→ **The problem**: Reproduce every one of the records below verbatim, line for line, omitting the pictures.

━━━━━━━━

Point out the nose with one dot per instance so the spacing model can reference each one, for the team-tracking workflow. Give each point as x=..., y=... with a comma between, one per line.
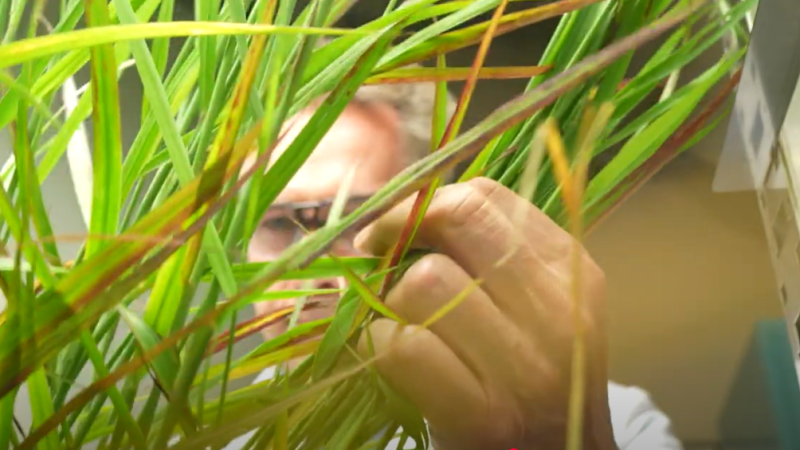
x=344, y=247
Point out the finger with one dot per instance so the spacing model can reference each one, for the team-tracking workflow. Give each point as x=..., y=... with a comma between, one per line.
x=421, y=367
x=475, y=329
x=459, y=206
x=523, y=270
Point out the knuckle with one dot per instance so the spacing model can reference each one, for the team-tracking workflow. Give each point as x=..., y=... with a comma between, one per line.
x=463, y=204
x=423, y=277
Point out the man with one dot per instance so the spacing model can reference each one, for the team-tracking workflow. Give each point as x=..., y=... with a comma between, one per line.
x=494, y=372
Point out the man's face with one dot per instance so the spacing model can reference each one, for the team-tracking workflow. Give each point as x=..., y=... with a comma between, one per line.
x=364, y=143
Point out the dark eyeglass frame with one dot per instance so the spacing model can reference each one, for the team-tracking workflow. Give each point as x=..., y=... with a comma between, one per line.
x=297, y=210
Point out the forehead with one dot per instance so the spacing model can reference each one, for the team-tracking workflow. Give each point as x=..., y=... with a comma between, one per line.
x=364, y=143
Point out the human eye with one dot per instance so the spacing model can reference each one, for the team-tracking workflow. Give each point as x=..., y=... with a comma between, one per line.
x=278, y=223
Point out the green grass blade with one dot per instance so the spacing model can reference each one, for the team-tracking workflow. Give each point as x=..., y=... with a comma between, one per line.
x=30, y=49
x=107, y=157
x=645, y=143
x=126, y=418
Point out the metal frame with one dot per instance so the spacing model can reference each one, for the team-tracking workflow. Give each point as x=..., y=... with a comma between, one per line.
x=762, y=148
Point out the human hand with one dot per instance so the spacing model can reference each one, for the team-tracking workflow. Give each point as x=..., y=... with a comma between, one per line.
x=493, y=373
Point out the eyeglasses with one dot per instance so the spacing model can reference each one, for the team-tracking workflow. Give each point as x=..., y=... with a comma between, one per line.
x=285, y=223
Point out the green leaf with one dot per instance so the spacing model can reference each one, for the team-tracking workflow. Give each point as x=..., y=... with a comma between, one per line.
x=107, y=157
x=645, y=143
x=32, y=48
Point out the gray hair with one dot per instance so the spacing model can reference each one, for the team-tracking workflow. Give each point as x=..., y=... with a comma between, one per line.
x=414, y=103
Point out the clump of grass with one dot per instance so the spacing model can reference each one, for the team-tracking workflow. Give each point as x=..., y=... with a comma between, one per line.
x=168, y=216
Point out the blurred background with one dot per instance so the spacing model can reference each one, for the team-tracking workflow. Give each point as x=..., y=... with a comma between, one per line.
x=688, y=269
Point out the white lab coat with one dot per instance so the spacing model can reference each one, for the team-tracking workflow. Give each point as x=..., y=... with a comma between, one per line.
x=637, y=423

━━━━━━━━

→ **Answer to the task**:
Point out the nose with one dot per instance so the spacing model can reference each one, for the team-tracking workflow. Give each point as x=..., y=... with a comma between, one per line.
x=344, y=247
Point out the finger with one dot per instance so the spacing model can reference each one, for the team-tracking workflow. Give each point as x=..., y=... with a comma between, one per line.
x=421, y=367
x=475, y=329
x=459, y=206
x=523, y=270
Point out the knuckle with one dot per instance so the spacing model can reference each one, for the team-tracking workflow. Give each point as x=..., y=... with a comma between, one per line.
x=463, y=204
x=423, y=277
Point out the man with one dot per instance so the spacing model can reference each one, for the team-tracking workflow. Give each point as x=..., y=... with a comma between, one per line.
x=494, y=372
Point out the man's face with one dot per instance so the spacing model can reference each one, for the team-tracking workflow. Give each point as x=..., y=... with a comma between, one per line.
x=364, y=143
Point out the dark eyeglass frame with one dot per instance so the spacing model can reference each one, for the team-tracking workflow. Give each point as x=..., y=... with a comma between, one per line.
x=297, y=210
Point out the forehead with one dot per instance so the spacing model can reference each one, for the team-tracking workflow. Give each point as x=..., y=... with a comma between, one per line.
x=364, y=143
Point out the human eye with one dot per instance so the spacing model can reference each one, for the team-tracking workflow. Give each point as x=..., y=... with a comma between, one per line.
x=278, y=223
Point out the green grass blade with one dot per instance so the spacing model can reference each one, for the team-tracking workflow. Give each point as x=..., y=... with a comma between, one per line.
x=30, y=49
x=107, y=157
x=645, y=143
x=126, y=418
Point out the metal frame with one dot per instance so the spacing model can reference each one, for the team-tracking workflow. Give each point as x=..., y=... with a comma between, one per line.
x=762, y=148
Point out the human hand with one dot per instance so the spacing model can reference each one, for the team-tracking workflow. Give each point as x=..., y=... with a comma between, one per line.
x=493, y=373
Point out the eyeglasses with one dot per instance so the spacing model can reference each one, for the team-tracking workflow. Give each point as x=..., y=... with a comma between, one per line.
x=285, y=223
Point out the green leaf with one dot per instance so the spacing model can reference each one, for the team-tracking workflow. Give each point as x=..., y=... with a comma between, one per line.
x=107, y=157
x=645, y=143
x=32, y=48
Point out the gray hair with one dot per instance so the spacing model can reference each one, for the team-tracking workflow. Give each point as x=..., y=... with a comma between, one per line.
x=414, y=103
Point out the clump of grass with one dot per instance so the spacing model can reference each one, for the team-tracking workflow. Give each point as x=..., y=... with a comma between, one per line.
x=168, y=216
Point out the blurred background with one dot per instance so the spacing model can reference each one, for the team-tracking workflow. Give each point as x=..., y=... with a comma between, one per line.
x=688, y=269
Point out the white lab coat with one dot per instance so the spacing model can reference each one, for the team-tracking workflow. Give each point as x=..., y=... with a comma between, one per line.
x=637, y=423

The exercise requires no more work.